Work instructions:
Rescale everything in the data from the line containing "wheel with a single point, one per instance." down to the end of the data, writing all those lines out again with the requests included and unchanged. Multiply each point coordinate in the answers by 1.2 and round it to a whole number, with halves rounded up.

[Records excerpted from a collection]
BEGIN

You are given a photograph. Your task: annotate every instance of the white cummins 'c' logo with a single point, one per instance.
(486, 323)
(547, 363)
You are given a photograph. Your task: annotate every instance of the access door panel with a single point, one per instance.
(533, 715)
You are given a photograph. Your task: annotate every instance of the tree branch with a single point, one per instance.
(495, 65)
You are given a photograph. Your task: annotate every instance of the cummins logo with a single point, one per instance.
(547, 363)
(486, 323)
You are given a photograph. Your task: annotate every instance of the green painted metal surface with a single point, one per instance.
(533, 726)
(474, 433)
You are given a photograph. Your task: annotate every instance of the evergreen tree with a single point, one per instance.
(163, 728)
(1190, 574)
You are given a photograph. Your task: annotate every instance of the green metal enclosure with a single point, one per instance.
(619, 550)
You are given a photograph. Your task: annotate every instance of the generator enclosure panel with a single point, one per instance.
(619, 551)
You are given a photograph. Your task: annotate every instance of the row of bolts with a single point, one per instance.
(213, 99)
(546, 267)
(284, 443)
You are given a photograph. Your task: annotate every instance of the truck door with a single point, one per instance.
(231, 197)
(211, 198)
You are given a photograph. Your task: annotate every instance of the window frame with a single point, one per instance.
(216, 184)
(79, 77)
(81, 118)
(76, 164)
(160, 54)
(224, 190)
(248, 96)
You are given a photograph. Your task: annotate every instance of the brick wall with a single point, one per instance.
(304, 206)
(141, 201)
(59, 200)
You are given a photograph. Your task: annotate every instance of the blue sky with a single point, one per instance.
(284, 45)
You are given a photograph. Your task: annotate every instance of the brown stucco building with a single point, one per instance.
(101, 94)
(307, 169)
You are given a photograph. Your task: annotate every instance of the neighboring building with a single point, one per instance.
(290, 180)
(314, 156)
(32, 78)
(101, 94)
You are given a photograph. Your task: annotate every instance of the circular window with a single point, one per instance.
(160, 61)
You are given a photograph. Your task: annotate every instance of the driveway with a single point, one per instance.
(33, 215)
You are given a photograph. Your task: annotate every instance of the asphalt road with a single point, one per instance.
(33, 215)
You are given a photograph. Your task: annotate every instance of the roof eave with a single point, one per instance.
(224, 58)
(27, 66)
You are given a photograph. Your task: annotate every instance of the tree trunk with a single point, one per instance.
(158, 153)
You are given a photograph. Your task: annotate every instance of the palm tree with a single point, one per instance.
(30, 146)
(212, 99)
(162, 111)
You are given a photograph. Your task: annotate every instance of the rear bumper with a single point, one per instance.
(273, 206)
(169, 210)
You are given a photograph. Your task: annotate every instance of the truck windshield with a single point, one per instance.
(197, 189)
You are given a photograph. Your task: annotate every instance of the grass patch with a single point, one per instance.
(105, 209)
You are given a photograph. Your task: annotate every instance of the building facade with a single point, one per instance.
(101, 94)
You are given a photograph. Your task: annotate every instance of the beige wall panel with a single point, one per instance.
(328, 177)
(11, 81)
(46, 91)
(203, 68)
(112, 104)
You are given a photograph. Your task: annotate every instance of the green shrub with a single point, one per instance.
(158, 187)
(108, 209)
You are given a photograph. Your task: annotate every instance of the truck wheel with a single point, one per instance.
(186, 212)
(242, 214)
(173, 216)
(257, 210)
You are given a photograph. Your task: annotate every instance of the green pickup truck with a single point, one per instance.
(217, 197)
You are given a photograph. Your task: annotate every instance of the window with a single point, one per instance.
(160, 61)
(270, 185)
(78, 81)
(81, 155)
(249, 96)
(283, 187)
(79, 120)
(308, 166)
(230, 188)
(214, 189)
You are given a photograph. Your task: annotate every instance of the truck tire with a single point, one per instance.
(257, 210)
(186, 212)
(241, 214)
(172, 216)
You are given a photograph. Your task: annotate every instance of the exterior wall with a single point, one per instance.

END

Complete output:
You are given a photograph. Your task: annotate every instance of the truck wheel with a single point, one per instance.
(223, 254)
(290, 257)
(208, 259)
(308, 252)
You are given a photograph. Your task: annotate every instance of the green pickup truck with a single point, one per instance.
(260, 236)
You are given a photograph. Your task: annotate every instance of the window with a single point, one per instance.
(192, 73)
(324, 222)
(94, 97)
(97, 186)
(299, 115)
(340, 224)
(95, 144)
(370, 199)
(276, 226)
(257, 227)
You are given a photograph. Your task: annotate every instance of the truck tire with a single point, one per instance.
(308, 252)
(223, 254)
(289, 257)
(206, 259)
You are given a photograph. Your task: annotate every instance of the exterior wall with a single point, one per instance.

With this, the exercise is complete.